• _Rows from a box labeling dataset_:
[START]
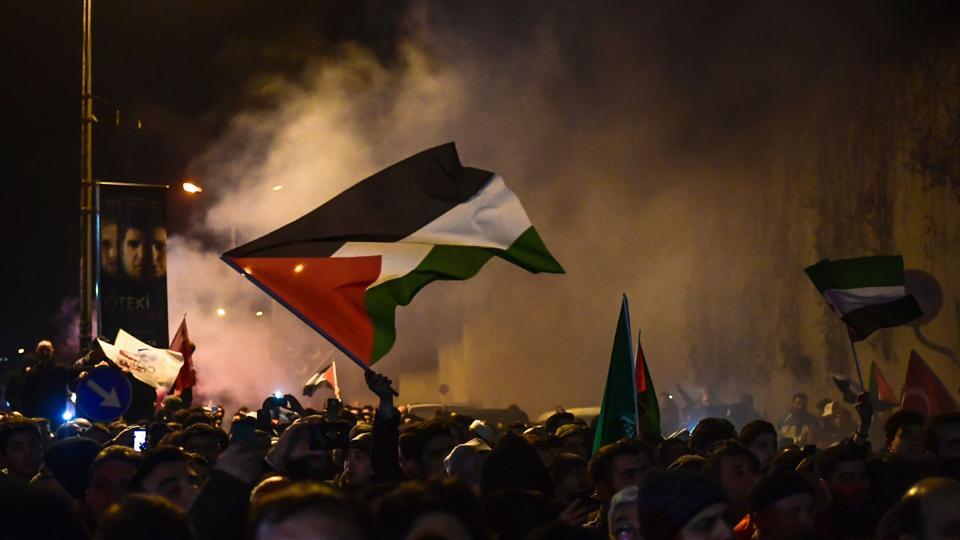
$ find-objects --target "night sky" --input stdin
[7,0,957,376]
[0,0,407,356]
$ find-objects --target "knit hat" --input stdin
[555,424,587,441]
[470,420,497,444]
[740,420,777,447]
[690,418,737,455]
[750,467,813,512]
[347,431,373,456]
[43,437,100,499]
[637,469,726,540]
[443,438,491,476]
[667,454,707,471]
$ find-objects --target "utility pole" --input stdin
[80,0,96,354]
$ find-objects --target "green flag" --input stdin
[593,295,637,452]
[634,334,662,436]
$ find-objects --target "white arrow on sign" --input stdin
[87,381,120,409]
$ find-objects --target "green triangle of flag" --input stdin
[593,295,637,452]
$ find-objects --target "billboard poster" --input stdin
[97,182,169,347]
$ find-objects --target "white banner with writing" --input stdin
[97,329,183,388]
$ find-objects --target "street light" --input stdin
[183,180,203,193]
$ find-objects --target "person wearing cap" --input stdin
[30,437,101,502]
[637,469,733,540]
[56,418,93,441]
[0,415,43,485]
[740,420,777,467]
[876,478,960,540]
[607,486,643,540]
[339,431,373,490]
[733,467,814,540]
[443,437,491,494]
[820,401,855,446]
[587,439,656,531]
[554,424,592,459]
[817,439,879,538]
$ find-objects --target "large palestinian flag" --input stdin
[222,143,563,365]
[804,255,923,341]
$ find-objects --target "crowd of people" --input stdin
[0,342,960,540]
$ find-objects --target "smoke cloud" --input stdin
[169,3,960,415]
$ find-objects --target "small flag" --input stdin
[804,255,923,341]
[633,334,661,435]
[170,315,197,392]
[833,375,898,411]
[868,362,900,405]
[593,295,637,452]
[900,351,960,416]
[221,143,563,366]
[303,361,340,399]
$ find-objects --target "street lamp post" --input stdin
[79,0,96,354]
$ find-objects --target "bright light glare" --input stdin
[183,182,203,193]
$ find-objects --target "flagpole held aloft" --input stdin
[220,256,400,396]
[850,339,867,389]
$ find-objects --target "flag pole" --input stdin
[220,255,400,396]
[850,339,867,391]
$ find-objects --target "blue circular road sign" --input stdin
[77,367,132,422]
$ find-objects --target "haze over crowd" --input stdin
[158,4,957,412]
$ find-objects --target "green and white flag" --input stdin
[804,255,923,341]
[593,295,637,453]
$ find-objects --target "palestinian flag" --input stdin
[804,255,923,341]
[593,295,637,454]
[222,143,563,366]
[633,334,661,436]
[303,361,340,399]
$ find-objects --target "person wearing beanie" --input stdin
[443,437,491,494]
[607,486,641,540]
[690,418,737,457]
[549,454,593,506]
[740,420,777,467]
[30,437,100,501]
[339,431,373,490]
[733,467,814,540]
[637,469,732,540]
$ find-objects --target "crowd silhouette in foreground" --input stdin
[0,342,960,540]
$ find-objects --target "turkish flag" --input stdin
[170,315,197,391]
[900,351,960,416]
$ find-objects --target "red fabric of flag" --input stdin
[900,351,960,416]
[170,315,197,392]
[END]
• _PROBLEM DESCRIPTION_:
Render every line of the rows as a JSON array of strings, one string per line, omitting blank lines and the picture placeholders.

• _SOLUTION TO THE EXERCISE_:
[
  "$ find-objects --target \"night sky\" --input stdin",
  "[7,0,957,376]",
  "[0,0,407,356]",
  "$ find-objects --target \"knit hat\" --input stdin",
  "[555,424,587,441]",
  "[470,420,497,444]",
  "[740,420,777,447]",
  "[690,418,737,455]",
  "[750,467,813,512]",
  "[347,431,373,456]",
  "[43,437,100,499]",
  "[637,469,726,540]",
  "[443,438,491,476]",
  "[667,454,707,471]",
  "$ find-objects --target \"utility pole\" --input stdin",
  "[80,0,96,354]",
  "$ find-objects --target \"green flag\" --input stdin",
  "[593,295,637,452]",
  "[634,334,662,436]",
  "$ find-objects --target \"white arrow on sign\" --input stdin",
  "[87,381,120,409]",
  "$ find-objects --target \"green triangle of flag\" --input stdin",
  "[593,295,637,452]",
  "$ find-objects --target \"billboard poster\" --input stdin",
  "[97,182,169,347]",
  "$ find-objects --target \"white banner with writing\" --input stdin",
  "[97,329,183,388]",
  "$ find-objects --target \"street light\" --input stdin",
  "[183,180,203,193]",
  "$ find-objects --target \"person wearing cap\" --input stdin",
  "[30,437,101,502]",
  "[637,469,733,540]",
  "[56,418,93,441]",
  "[0,415,43,485]",
  "[740,420,777,467]",
  "[876,478,960,540]",
  "[607,486,643,540]",
  "[339,431,373,490]",
  "[733,467,814,540]",
  "[443,437,491,494]",
  "[820,401,855,446]",
  "[587,439,656,531]",
  "[554,424,592,459]",
  "[817,439,879,538]",
  "$ find-objects --target \"large palestinian flag\" --input stdin",
  "[222,143,563,365]",
  "[804,255,923,341]",
  "$ find-objects --target \"crowd of people\" --input stdin",
  "[0,342,960,540]",
  "$ find-objects --target \"smoke cloud\" --input stdin",
  "[169,3,960,415]",
  "$ find-objects --target \"small flag\" --input stdin",
  "[804,255,923,341]",
  "[633,334,661,435]",
  "[170,315,197,392]",
  "[833,375,898,411]",
  "[868,362,900,405]",
  "[593,295,637,452]",
  "[900,351,960,416]",
  "[221,143,563,366]",
  "[303,361,340,399]",
  "$ find-objects --target \"street lamp post\" --input stdin",
  "[79,0,96,354]",
  "$ find-objects --target \"bright light glare\" --input stdin",
  "[183,182,203,193]",
  "$ find-objects --target \"flagpole held aloft\" --input stdin",
  "[220,256,400,396]",
  "[850,339,867,389]",
  "$ find-objects --target \"flag pole\" --input stdin",
  "[220,255,400,396]",
  "[850,339,867,391]",
  "$ find-objects --target \"blue circular road sign\" --input stdin",
  "[77,367,132,422]",
  "$ find-objects --target \"haze over crowd\" --input stdin",
  "[158,4,957,412]",
  "$ find-objects --target \"green and white flag\" --input stdin",
  "[804,255,923,341]",
  "[593,295,637,453]",
  "$ find-objects --target \"palestinian flag\" --input stdin",
  "[804,255,923,341]",
  "[593,295,637,454]",
  "[222,143,563,366]",
  "[633,334,661,436]",
  "[303,361,340,399]",
  "$ find-objects --target \"person wearing beanie\" --input stdin",
  "[443,437,491,494]",
  "[607,486,641,540]",
  "[690,418,737,457]",
  "[549,454,593,506]",
  "[740,420,777,467]",
  "[30,437,100,501]",
  "[339,431,373,490]",
  "[733,467,814,540]",
  "[637,469,732,540]",
  "$ find-objects --target \"crowd silhouette in foreground\" --input stdin",
  "[0,342,960,540]",
  "$ find-objects --target \"turkish flag\" --input stdin",
  "[170,315,197,391]",
  "[900,351,960,416]",
  "$ find-objects --target \"red fabric of flag\" --input stdin",
  "[900,351,960,416]",
  "[170,315,197,392]"
]